**List of tasks:**
#1 Answer these questions from the PyCUDA excerpt, one per line:
(a) Which notable exception requires native objects rather than GpuArray objects?
(b) Which method must be called on the pygpu objects before scheduling any work when computations are not on the NULL stream?
(c) What call creates the PyCUDA context in the first code sample?
#2 Please transcribe the PyCUDA excerpt from "If you don't" up to and including "the cuda stack.".

**Excerpt to read:**

<<<<

Wrapping Exisiting Libraries
============================

PyCUDA
------

For things in PyCUDA (or things wrapped with PyCUDA), we usually need
to create a PyCUDA context.  This can be done with the following
code::

    with gpuarray_cuda_context:
        pycuda_context = pycuda.driver.Context.attach()

If you don't need to create a context, because the library doesn't
require it, you can also just use the pygpu context and a `with`
statement like above for all your code which will make the context the
current context on the cuda stack.

GpuArray objects are compatible with PyCUDA and will expose the
necessary interface so that they can be used in most things.  One
notable exception is PyCUDA kernels which require native objects.  If
you need to convert a pygpu GpuArray to a PyCUDA GPUArray, this code
should do the trick::

    assert pygpu_array.flags['IS_C_CONTIGUOUS']
    pycuda_array = pycuda.gpuarray.GPUArray(pygpu_array.shape,
                                            pygpu_array.dtype,
                                            base=pygpu_array,
                                            gpudata=(pygpu_array.gpudata +
                                                     pygpu_array.offset))

As long as the computations happen on the NULL stream there are no
special considerations to watch for with regards to synchronization.
Otherwise, you will have to make sure that you synchronize the pygpu
objects by calling the `.sync()` method before scheduling any work and
synchronize with the work that happens in the library after all the
work is scheduled.

>>>>

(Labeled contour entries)
<<<<

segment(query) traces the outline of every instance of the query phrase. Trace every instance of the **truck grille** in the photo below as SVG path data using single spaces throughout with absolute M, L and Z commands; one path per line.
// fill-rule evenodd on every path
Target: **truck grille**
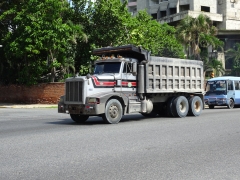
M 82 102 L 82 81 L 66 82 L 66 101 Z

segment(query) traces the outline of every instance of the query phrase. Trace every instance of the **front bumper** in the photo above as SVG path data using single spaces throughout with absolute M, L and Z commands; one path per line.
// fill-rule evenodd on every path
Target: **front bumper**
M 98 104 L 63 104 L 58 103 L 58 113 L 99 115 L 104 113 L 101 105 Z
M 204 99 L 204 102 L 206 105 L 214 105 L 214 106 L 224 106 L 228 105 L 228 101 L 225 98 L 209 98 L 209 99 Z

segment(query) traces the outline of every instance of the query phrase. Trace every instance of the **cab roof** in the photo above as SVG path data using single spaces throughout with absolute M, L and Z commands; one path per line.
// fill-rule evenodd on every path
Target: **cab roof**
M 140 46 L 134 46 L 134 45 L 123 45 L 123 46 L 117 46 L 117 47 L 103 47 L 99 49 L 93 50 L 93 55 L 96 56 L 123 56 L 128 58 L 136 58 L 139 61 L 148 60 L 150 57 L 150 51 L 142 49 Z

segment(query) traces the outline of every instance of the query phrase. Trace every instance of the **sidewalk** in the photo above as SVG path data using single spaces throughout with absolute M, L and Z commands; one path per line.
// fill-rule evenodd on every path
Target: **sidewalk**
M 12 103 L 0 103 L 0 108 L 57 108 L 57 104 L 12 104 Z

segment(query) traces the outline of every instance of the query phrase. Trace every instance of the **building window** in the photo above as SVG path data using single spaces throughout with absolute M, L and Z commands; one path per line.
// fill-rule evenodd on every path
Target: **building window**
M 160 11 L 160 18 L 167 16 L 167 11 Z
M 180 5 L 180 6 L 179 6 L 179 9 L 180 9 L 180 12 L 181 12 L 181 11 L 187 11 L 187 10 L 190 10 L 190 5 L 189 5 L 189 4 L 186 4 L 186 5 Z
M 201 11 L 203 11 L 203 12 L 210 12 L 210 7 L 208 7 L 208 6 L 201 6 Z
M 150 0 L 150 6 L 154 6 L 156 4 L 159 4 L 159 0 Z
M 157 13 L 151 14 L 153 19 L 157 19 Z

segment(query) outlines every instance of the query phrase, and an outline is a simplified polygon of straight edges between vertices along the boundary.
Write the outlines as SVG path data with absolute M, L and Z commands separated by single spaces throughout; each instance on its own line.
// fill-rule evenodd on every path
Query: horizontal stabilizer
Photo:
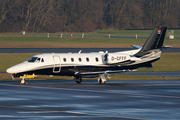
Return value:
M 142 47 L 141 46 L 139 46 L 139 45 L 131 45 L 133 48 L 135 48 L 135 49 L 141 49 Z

>>>>
<<<<

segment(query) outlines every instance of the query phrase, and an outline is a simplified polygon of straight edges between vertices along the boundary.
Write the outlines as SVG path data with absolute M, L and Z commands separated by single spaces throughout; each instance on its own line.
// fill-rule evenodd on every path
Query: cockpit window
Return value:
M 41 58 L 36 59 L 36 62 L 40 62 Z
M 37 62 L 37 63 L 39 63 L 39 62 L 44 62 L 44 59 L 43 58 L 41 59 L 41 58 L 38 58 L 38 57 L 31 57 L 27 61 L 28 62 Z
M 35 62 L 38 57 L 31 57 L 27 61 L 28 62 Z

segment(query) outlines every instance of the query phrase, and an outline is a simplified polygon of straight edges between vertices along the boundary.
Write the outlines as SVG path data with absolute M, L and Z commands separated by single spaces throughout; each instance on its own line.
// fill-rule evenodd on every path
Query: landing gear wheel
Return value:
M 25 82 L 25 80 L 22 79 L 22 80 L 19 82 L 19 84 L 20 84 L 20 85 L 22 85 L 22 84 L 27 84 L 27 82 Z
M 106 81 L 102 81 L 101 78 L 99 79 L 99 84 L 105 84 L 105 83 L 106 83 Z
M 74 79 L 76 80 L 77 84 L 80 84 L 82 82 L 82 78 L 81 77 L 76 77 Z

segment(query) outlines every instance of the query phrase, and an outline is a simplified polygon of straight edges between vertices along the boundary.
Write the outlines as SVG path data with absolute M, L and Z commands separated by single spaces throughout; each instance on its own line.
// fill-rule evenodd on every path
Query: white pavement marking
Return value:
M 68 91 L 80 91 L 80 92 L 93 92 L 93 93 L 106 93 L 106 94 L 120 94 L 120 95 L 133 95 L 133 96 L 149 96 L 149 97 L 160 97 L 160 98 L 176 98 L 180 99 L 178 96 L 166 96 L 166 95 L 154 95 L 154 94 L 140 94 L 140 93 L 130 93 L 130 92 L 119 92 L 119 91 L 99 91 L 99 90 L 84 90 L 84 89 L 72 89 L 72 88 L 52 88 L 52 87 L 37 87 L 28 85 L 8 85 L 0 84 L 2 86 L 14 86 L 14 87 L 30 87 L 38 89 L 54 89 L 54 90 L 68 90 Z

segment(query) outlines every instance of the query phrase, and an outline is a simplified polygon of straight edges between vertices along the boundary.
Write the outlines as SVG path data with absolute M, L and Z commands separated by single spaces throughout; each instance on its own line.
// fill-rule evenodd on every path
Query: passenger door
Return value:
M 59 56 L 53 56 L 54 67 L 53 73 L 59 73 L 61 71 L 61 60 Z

>>>>

**Answers to the problems:**
#1
(a) PyCUDA kernels
(b) The `.sync()` method
(c) pycuda.driver.Context.attach()

#2
If you don't need to create a context, because the library doesn't
require it, you can also just use the pygpu context and a `with`
statement like above for all your code which will make the context the
current context on the cuda stack.